• [任务要求 1] 请从文档节选中逐字照录一段文字，从“1.2.3 相关系数矩阵”起，到“分块矩阵(向量)的结论,放到随机矩阵(向量)中,也make sense。”止，首尾两处都要包括在内。
• [任务要求 2]
根据文档节选，判断下列各说法是否与原文相符，回答“是”或“否”，并逐字引用起决定作用的原文。
(a) 随机向量的广义方差是其协方差阵的行列式。
(b) Standard Distance 又称为 Mahalanobis Distance。
(c) 随机向量 \textbf{v} 被划分为三个变量子集。
• [任务要求 3]
依据文档节选中不同部分的内容，回答下列问题。
(a) \rho_{ij} 由哪个式子给出？
(b) \pmb{D}_\sigma 等于哪个对角矩阵？
(c) 随机向量 \textbf{v} 中共有多少个随机变量？

• [文档节选]
---

广义方差(Generalized Variance):随机向量 \textbf{y} 的广义方差为其协方差阵的行列式。

GVar(\textbf{y})=\det(\pmb{\Sigma})=\left| \pmb{\Sigma} \right|

Standard Distance:也称为Mahalanobis Distance

D_s=(\textbf{y}-\pmb{\mu})^T\pmb{\Sigma}(\textbf{y}-\pmb{\mu})

1.2.3 相关系数矩阵

\pmb{P}_\rho=\left(\begin{matrix}1&\rho_{12}&\cdots&\rho_{1n} \\\rho_{21}&1&\cdots&\rho_{1n} \\\vdots&\vdots&\ddots&\vdots \\\rho_{n1}&\rho_{n2}&\cdots&1 \end{matrix}\right)

其中, \rho_{ij}=\sigma_{ij}/\sigma_i\sigma_j 为 {\rm y}_i,{\rm y}_j 的相关系数。

令 \pmb{D}_\sigma=({\rm diag}(\pmb{\Sigma}))^{1/2}={\rm diag}(\sigma_1,\sigma_2,\cdots,\sigma_n) ,有

\pmb{P}_\rho=\pmb{D}_\sigma^{-1}\pmb{\Sigma}\pmb{D}_\sigma^{-1} \\\pmb{\Sigma}=\pmb{D}_\sigma\pmb{P}_\rho\pmb{D}_\sigma

1.2.4 分块随机向量

分块矩阵(向量)的结论,放到随机矩阵(向量)中,也make sense。

A simple example:

Suppose that the random vector \textbf{v} is partitioned into two subsets of variables, which we denote by \textbf{y} and \textbf{x} :

\textbf{v}=\left(\begin{matrix}\textbf{y}\\\textbf{x}\end{matrix}\right)=\left(\begin{matrix}{\rm y}_1\\\vdots\\{\rm y}_n\\{\rm x}_1\\\vdots\\{\rm x}_m\end{matrix}\right)

Thus there are n+m random variables in \textbf{v} .

---

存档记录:
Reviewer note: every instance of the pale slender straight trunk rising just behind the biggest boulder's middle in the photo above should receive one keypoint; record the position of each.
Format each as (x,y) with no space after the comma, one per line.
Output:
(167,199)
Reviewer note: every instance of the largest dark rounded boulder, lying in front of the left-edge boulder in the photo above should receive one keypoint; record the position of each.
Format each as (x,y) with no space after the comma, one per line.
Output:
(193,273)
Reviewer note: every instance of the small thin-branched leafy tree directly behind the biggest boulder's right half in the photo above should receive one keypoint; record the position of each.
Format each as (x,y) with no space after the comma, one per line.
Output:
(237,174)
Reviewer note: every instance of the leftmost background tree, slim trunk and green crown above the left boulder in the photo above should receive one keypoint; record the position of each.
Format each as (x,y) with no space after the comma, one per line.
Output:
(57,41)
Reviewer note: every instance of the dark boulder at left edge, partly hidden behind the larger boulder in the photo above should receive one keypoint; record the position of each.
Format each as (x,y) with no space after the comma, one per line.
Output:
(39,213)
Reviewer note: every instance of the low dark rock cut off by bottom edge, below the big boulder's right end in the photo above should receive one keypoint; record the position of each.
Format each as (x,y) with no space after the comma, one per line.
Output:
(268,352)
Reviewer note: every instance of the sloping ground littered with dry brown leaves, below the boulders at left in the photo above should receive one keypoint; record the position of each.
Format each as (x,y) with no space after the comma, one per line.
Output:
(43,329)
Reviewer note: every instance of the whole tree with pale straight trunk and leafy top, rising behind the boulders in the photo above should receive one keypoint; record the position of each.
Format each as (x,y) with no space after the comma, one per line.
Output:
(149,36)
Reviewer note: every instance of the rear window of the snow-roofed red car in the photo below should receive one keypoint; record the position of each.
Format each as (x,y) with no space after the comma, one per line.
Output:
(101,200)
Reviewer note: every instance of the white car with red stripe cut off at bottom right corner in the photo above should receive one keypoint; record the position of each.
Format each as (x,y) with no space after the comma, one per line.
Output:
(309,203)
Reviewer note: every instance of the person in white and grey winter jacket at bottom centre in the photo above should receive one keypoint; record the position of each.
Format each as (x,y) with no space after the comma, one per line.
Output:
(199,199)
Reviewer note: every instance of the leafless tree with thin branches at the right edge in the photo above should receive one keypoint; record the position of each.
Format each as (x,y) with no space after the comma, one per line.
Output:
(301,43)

---

• [解答 1]
1.2.3 相关系数矩阵

\pmb{P}_\rho=\left(\begin{matrix}1&\rho_{12}&\cdots&\rho_{1n} \\\rho_{21}&1&\cdots&\rho_{1n} \\\vdots&\vdots&\ddots&\vdots \\\rho_{n1}&\rho_{n2}&\cdots&1 \end{matrix}\right)

其中, \rho_{ij}=\sigma_{ij}/\sigma_i\sigma_j 为 {\rm y}_i,{\rm y}_j 的相关系数。

令 \pmb{D}_\sigma=({\rm diag}(\pmb{\Sigma}))^{1/2}={\rm diag}(\sigma_1,\sigma_2,\cdots,\sigma_n) ,有

\pmb{P}_\rho=\pmb{D}_\sigma^{-1}\pmb{\Sigma}\pmb{D}_\sigma^{-1} \\\pmb{\Sigma}=\pmb{D}_\sigma\pmb{P}_\rho\pmb{D}_\sigma

1.2.4 分块随机向量

分块矩阵(向量)的结论,放到随机矩阵(向量)中,也make sense。

• [解答 2]
(a) 是。原文：“的广义方差为其协方差阵的行列式”
(b) 是。原文：“也称为Mahalanobis Distance”
(c) 否。原文：“partitioned into two subsets of variables”

• [解答 3]
(a) \rho_{ij}=\sigma_{ij}/\sigma_i\sigma_j
(b) {\rm diag}(\sigma_1,\sigma_2,\cdots,\sigma_n)
(c) n+m 个